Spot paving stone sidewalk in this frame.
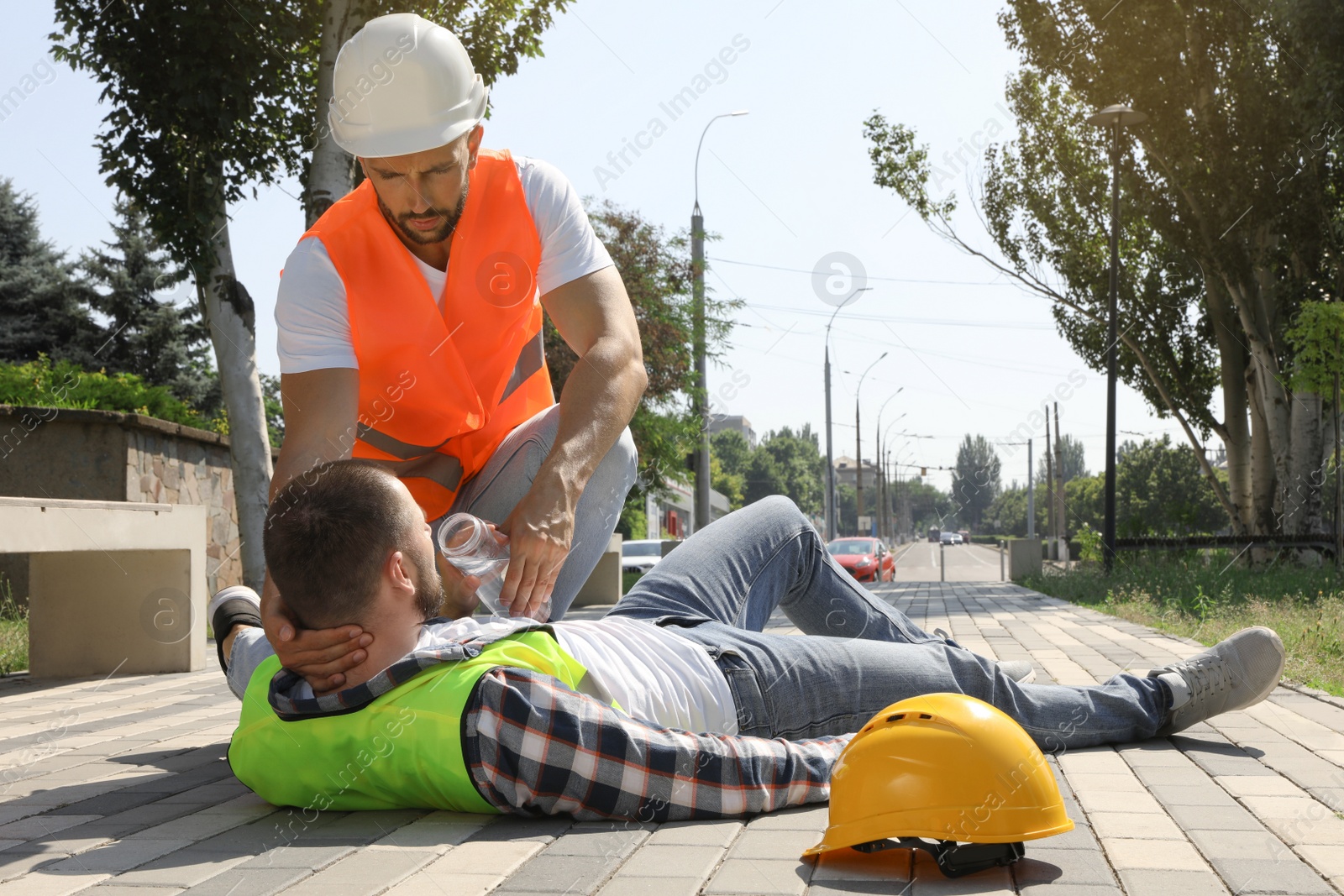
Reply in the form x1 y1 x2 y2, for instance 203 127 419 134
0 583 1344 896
◇ ◇ ◇ ◇ ◇
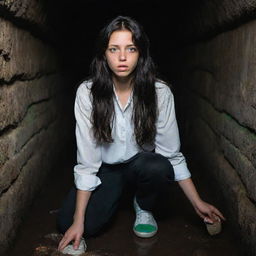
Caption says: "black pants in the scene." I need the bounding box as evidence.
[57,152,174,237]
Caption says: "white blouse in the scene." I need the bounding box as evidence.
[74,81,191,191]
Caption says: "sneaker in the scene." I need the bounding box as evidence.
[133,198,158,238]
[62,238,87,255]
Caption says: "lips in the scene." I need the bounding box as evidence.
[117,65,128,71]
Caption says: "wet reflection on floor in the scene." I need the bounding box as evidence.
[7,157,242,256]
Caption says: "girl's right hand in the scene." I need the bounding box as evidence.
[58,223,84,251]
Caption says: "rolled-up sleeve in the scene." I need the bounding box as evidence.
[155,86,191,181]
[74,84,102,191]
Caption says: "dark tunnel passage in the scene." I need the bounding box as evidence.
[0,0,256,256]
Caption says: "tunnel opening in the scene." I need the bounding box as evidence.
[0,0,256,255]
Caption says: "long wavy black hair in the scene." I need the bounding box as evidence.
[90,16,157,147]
◇ ◇ ◇ ◇ ◇
Aim of the exercise - From the listing above, copy out every line that contains the word "need".

Answer to the problem -
Caption says: "black pants in the scene." I need the bounding box as evidence.
Caption says: "white blouse in the scene." I need the bounding box as evidence.
Caption says: "sneaker in the scene." I need the bounding box as evidence.
Caption says: "lips in the scene." I need the bounding box as evidence.
Caption says: "wet reflection on floor in the scene." I need the bounding box as evidence.
Caption says: "girl's right hand in the scene." I need the bounding box as evidence.
Caption says: "rolled-up sleeve in the scene." I need the bounding box as evidence.
Caption says: "dark tunnel passage in the scene." I need the bounding box as evidence.
Caption says: "tunnel opening in the scene." I need the bounding box as evidence.
Caption says: "long wavy black hair in the scene." I need the bounding box as evidence.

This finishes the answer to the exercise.